[出典抜粋]
******

こんにちは。インフラエンジニアの永井(shnagai)です。
この記事はコネヒト & aws-fargate Advent Calendar 2017 22日目の記事です。
※本当は別記事二本書く予定だったのですが、パワー不足で一本にまとめさせてもらいました。
コネヒト Advent Calendar 2017 - Qiita
AWS Fargate Advent Calendar 2017 - Qiita
コネヒトでは、本番環境のほとんどのサービスでDockerを導入し、ECSを使ってサービス運用しているのですが、今回のre:Inventで発表されたFargateにこの環境を置き換えるとどんな未来が待っているかについて、考察してみました。
現状の自分が認識している情報ベースで書いているので、正確な情報とはいえずツッコミあれば指摘いただけると幸いです。
目次
- Docker導入で何を目指したかったのか
- 下記テーマについて、ECS→Fargateにリプレイスした先の未来を考察
- インフラ的な運用面
- コスト面
- 監視周りの話
- スケジュール系バッチと集計系バッチの話
- これからの課題
- まとめ
Docker導入で何を目指したかったのか
そもそもECSやFargateを動かすには、アプリケーションの実行基盤をDocker化する必要があります。 コネヒトでは、約半年かけて開発環境から本番までDocker化を進めてきたのですが、改めて目指していた状況と現在を振り返ってみたいと思います。
【解決したかった課題】
- 開発環境が不安定
多数のVMにより、ホストに負荷がかかり重くて開発速度に支障が出てきていた
- 本番/開発環境の乖離
開発、本番それぞれ別環境/オペレーションでOSやミドルウェアのメンテが必要なため必然的に乖離が生じる
【導入後の経過】
- 開発環境が不安定
Docker for Mac特有の問題が少しあるものの、概ね開発環境への不満はなくなりました。
- 本番/開発環境の乖離
Dockerfileに全ての情報を集約した為に、開発者自身がDockerfileをメンテナンスしながら日々の開発が行えるようになりました。 よくある、開発者からインフラへの「本番にこれ入れたいんでお願いします」的な話がなくなりました。 これは、アプリケーション実行基盤自体をコードで管理するというDocker化の一番の恩恵なのかなと思っています。
【新たな課題】
当初の目的は達成したのですが、Dockerの実行基盤としてECSを採用した為、今度は、ECSに関するオペレーションが新たな課題として持ち上がってきました。 ECSは、ご存知の通りEC2を束ねたクラスタを組みその上に、Dockerのコンテナを動かすというDockerオーケストレーション層のサービスです。
故に、EC2を強く意識しながら運用することが求められます。

******

[記述課題 1] Fargate移行の考察記事の目次で、「下記テーマについて、ECS→Fargateにリプレイスした先の未来を考察」の下位に並ぶテーマをすべて挙げてください。
[記述課題 2] Fargate移行の考察記事を、最後の文に続けて書き進めてください。

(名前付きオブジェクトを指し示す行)
******

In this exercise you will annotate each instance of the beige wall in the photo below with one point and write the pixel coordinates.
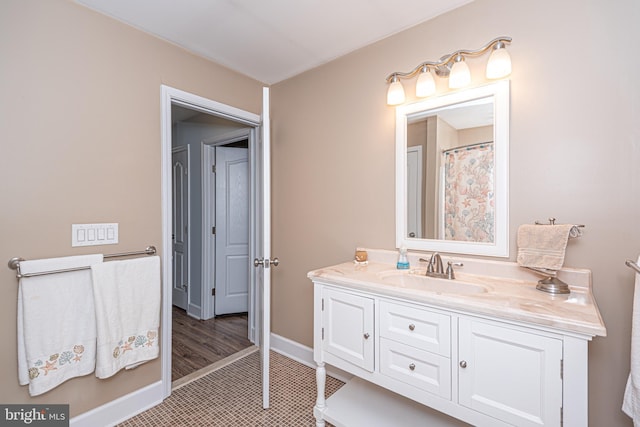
(80, 121)
(574, 75)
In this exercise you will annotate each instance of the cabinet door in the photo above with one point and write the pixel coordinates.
(509, 374)
(347, 322)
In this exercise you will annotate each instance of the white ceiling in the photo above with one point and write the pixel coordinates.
(272, 40)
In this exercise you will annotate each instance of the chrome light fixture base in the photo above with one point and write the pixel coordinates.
(553, 285)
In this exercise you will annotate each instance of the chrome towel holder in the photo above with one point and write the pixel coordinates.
(14, 263)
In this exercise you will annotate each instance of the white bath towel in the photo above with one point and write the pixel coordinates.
(544, 246)
(56, 322)
(631, 402)
(127, 298)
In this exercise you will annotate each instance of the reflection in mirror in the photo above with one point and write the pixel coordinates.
(451, 172)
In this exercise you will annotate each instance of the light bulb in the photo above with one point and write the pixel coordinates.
(460, 76)
(426, 85)
(395, 94)
(499, 64)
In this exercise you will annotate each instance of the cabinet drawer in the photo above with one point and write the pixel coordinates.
(421, 369)
(416, 327)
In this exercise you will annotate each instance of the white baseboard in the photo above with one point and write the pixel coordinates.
(121, 409)
(303, 354)
(194, 310)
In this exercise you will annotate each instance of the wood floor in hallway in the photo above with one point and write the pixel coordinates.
(197, 344)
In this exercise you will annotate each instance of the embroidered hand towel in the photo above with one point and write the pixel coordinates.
(631, 401)
(127, 299)
(56, 322)
(543, 246)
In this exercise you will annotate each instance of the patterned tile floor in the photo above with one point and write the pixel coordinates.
(231, 396)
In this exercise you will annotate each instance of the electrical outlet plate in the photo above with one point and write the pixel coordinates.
(94, 234)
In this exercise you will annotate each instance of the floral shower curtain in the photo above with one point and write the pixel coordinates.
(469, 212)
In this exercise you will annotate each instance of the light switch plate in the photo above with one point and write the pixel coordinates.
(94, 234)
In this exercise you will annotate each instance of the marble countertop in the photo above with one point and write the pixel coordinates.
(515, 299)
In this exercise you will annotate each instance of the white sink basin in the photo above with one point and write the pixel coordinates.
(417, 281)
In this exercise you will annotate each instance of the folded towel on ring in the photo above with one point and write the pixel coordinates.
(127, 299)
(56, 322)
(631, 400)
(544, 246)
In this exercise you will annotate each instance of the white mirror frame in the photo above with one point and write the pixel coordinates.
(500, 247)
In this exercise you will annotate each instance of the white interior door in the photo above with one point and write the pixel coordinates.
(180, 225)
(232, 231)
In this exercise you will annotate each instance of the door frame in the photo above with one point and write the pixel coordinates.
(169, 96)
(175, 150)
(208, 211)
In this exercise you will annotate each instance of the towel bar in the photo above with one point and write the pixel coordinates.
(14, 263)
(632, 265)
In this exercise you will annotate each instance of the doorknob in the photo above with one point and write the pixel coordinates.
(266, 262)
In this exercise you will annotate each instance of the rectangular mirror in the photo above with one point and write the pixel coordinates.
(452, 154)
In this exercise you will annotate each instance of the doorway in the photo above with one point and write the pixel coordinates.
(210, 232)
(226, 219)
(258, 158)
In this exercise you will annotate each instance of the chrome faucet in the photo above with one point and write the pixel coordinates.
(436, 269)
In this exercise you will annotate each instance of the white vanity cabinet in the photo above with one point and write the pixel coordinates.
(425, 365)
(510, 373)
(347, 328)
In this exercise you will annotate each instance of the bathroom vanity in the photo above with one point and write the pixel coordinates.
(486, 348)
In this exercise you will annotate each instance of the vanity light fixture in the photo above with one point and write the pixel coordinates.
(452, 66)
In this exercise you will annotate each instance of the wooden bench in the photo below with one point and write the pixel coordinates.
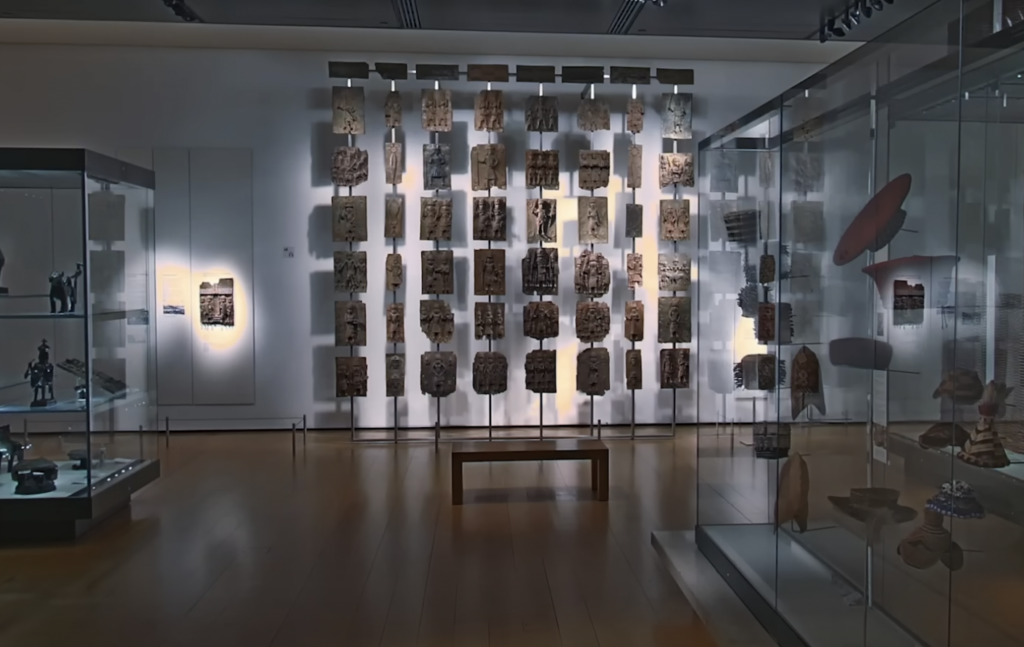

******

[課題の解答 1]
- インフラ的な運用面
- コスト面
- 監視周りの話
- スケジュール系バッチと集計系バッチの話

[課題の解答 2]
- キャパプラする時に、ホスト(EC2)側のリソースとタスク(コンテナ)のリソースを計算しながら本番トラフィックを捌ける構成を組む
- 監視に関しても、コンテナ+ホスト(EC2)に関する二重の監視が必要
なので、インフラレイヤ含めたアプリケーション実行基盤は開発者だけで作れても、ECS上でトラフィックに耐えうるサービスとして動かすところはECSの専門的な知識がないとちょっと難しいという状況が生まれました。 キャパプラ・監視・デプロイ等、ECSのアーキテクチャを理解してないと運用は難しいといった問題が出てきたというところです。
そして、EC2を強く意識する運用から脱却したいなと待ち望んでいたところに、今回のre:InventでFargateというDockerコンテナのマネージドサービスが発表されました。 ここからは、東京リージョンにFargateが来てECSからFargateに乗り変えたらどんな未来が待っているのかというのを、自分が今認識している情報ベースで書き連ねたいと思います。
ECSからFargateに移行するとどうなるか
4つのタームに分けて個人的な考察を書きます。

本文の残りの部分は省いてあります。